◆ **Aim of the exercise**
Take down each entry exactly as written.

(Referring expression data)

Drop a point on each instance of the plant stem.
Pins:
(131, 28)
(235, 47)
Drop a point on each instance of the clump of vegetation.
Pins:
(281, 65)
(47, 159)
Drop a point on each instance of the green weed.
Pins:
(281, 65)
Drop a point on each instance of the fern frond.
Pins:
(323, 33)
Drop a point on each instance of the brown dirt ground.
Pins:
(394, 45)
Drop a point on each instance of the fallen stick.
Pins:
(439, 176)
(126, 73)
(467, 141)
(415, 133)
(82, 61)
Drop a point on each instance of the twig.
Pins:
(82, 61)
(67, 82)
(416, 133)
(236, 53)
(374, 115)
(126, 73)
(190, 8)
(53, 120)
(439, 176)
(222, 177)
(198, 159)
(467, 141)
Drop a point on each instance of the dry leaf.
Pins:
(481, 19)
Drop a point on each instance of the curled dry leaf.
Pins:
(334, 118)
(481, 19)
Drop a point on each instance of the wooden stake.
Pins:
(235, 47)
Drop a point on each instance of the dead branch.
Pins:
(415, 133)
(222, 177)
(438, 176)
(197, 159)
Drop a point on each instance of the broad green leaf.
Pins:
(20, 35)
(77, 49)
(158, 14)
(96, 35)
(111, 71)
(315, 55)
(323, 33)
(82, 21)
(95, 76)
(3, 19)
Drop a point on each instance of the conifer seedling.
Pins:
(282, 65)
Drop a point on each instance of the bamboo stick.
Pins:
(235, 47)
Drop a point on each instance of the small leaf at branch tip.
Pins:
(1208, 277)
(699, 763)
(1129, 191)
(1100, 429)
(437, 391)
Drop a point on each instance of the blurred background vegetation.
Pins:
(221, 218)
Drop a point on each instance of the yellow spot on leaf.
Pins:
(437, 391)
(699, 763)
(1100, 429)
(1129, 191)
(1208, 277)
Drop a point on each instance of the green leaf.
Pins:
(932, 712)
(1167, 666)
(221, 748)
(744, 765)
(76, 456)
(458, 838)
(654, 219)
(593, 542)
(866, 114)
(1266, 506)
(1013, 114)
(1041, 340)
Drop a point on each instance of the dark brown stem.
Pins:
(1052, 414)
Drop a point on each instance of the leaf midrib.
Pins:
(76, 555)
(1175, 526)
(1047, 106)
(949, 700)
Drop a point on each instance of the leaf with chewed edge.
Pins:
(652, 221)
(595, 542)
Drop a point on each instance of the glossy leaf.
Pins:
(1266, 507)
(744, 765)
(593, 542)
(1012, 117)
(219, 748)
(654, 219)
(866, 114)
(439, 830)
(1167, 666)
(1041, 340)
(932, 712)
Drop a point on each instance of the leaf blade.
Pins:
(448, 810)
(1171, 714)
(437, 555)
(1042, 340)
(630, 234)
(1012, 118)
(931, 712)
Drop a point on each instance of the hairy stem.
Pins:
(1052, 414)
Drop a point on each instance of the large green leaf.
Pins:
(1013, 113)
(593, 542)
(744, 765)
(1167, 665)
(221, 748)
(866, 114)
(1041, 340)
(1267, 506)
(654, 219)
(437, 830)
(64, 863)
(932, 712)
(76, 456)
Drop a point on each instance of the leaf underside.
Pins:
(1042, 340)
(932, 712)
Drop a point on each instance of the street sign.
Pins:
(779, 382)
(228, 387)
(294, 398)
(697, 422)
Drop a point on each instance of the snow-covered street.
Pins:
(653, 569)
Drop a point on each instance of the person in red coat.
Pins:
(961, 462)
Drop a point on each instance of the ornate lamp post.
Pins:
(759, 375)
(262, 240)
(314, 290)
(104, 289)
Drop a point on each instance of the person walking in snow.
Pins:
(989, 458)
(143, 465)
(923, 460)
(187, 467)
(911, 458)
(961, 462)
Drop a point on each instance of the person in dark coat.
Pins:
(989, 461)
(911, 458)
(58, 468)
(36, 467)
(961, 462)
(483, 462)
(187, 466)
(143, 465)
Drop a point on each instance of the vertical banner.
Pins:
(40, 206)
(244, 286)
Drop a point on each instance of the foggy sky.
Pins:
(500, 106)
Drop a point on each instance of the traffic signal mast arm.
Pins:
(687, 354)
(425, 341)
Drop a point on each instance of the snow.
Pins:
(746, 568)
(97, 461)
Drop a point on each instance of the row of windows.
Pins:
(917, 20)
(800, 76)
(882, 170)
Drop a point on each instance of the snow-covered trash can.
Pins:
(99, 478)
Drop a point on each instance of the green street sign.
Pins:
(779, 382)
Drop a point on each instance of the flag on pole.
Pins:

◆ **Response to this task**
Drop a point on each instance of the plant stem.
Pins:
(131, 28)
(235, 47)
Drop a point on each instance of the clump of vegetation.
Pins:
(281, 65)
(47, 159)
Drop a point on each instance of the green weed.
Pins:
(281, 65)
Drop a point on each instance of the fern frond.
Pins:
(323, 33)
Drop a point on each instance of the brown dirt ground.
Pins:
(394, 45)
Drop a point on each instance of the fallen stick.
Pins:
(439, 176)
(126, 73)
(467, 141)
(415, 133)
(82, 61)
Drop a point on each instance of the twig.
Pins:
(82, 61)
(67, 82)
(416, 133)
(236, 53)
(374, 115)
(126, 73)
(190, 8)
(53, 120)
(439, 176)
(222, 177)
(198, 159)
(467, 141)
Drop a point on each instance of the dry leaf.
Pins:
(481, 19)
Drop a point on each instance of the curled dry leaf.
Pins:
(334, 118)
(481, 19)
Drop a point on each instance of the wooden stake.
Pins:
(235, 47)
Drop a point on each instance of the dead branch.
Pins:
(415, 133)
(222, 177)
(438, 176)
(197, 159)
Drop a point on each instance of the broad green leaf.
Pins:
(20, 35)
(77, 49)
(158, 14)
(96, 35)
(111, 71)
(315, 55)
(323, 33)
(82, 21)
(95, 76)
(3, 19)
Drop a point on each instance of the conifer seedling.
Pins:
(282, 65)
Drop a point on each instance of the bamboo stick.
Pins:
(235, 47)
Drop a point on each instance of the small leaf at branch tip.
Pins:
(1208, 277)
(699, 763)
(1129, 191)
(1100, 429)
(437, 391)
Drop a point on each instance of the blurred background vegetation.
Pins:
(221, 218)
Drop a point on each instance of the yellow spot on leaf.
Pins:
(437, 391)
(699, 763)
(1100, 429)
(1129, 191)
(1208, 277)
Drop a point on each instance of the green leaf.
Pins:
(932, 712)
(1167, 666)
(221, 748)
(744, 765)
(76, 456)
(458, 838)
(654, 219)
(593, 542)
(866, 114)
(1266, 506)
(1013, 114)
(1041, 340)
Drop a point on each instance of the dark brown stem.
Pins:
(1052, 414)
Drop a point on each instance of the leaf midrib.
Pins:
(76, 555)
(1175, 526)
(1047, 106)
(949, 700)
Drop a point on each instance of the leaf with chewed edge.
Pins:
(652, 221)
(595, 542)
Drop a point on each instance of the glossy leaf.
Pins:
(1266, 507)
(744, 765)
(593, 542)
(1012, 117)
(219, 748)
(654, 219)
(866, 114)
(439, 830)
(1167, 666)
(1041, 340)
(932, 712)
Drop a point on each instance of the leaf blade.
Pins:
(448, 810)
(1171, 714)
(437, 555)
(1042, 340)
(630, 234)
(1012, 118)
(931, 712)
Drop a point on each instance of the hairy stem.
Pins:
(1052, 414)
Drop a point on each instance of the large green leaf.
Pins:
(1013, 113)
(593, 542)
(744, 765)
(1167, 665)
(221, 748)
(866, 114)
(1041, 340)
(1267, 506)
(654, 219)
(437, 830)
(64, 863)
(932, 712)
(76, 456)
Drop a point on each instance of the leaf underside.
Pins:
(1042, 340)
(932, 712)
Drop a point on each instance of the street sign.
Pins:
(779, 382)
(228, 387)
(294, 398)
(697, 422)
Drop a point on each instance of the snow-covered street.
Pins:
(653, 569)
Drop a point on each instance of the person in red coat.
Pins:
(961, 462)
Drop a point on each instance of the ornate lamp post.
Pins:
(759, 375)
(262, 240)
(314, 290)
(104, 289)
Drop a point on each instance of the person walking in snow.
Pins:
(989, 458)
(143, 465)
(923, 460)
(187, 467)
(911, 458)
(961, 462)
Drop a point on each instance of the person in dark coat.
Pins:
(989, 461)
(911, 458)
(58, 468)
(36, 467)
(961, 462)
(483, 462)
(187, 466)
(143, 465)
Drop a point on each instance of the vertical banner.
Pins:
(40, 206)
(244, 286)
Drop a point on each instance of the foggy sky.
Pins:
(500, 106)
Drop a point on each instance of the traffic signal mast arm.
Pins:
(687, 354)
(425, 341)
Drop a point on each instance of the snow.
Pins:
(746, 568)
(97, 461)
Drop a point on each instance of the row of windows.
Pins:
(917, 20)
(800, 76)
(882, 170)
Drop a point on each instance of the snow-covered trash can.
Pins:
(99, 478)
Drop a point on each instance of the green street sign.
Pins:
(779, 382)
Drop a point on each instance of the flag on pole.
Pins:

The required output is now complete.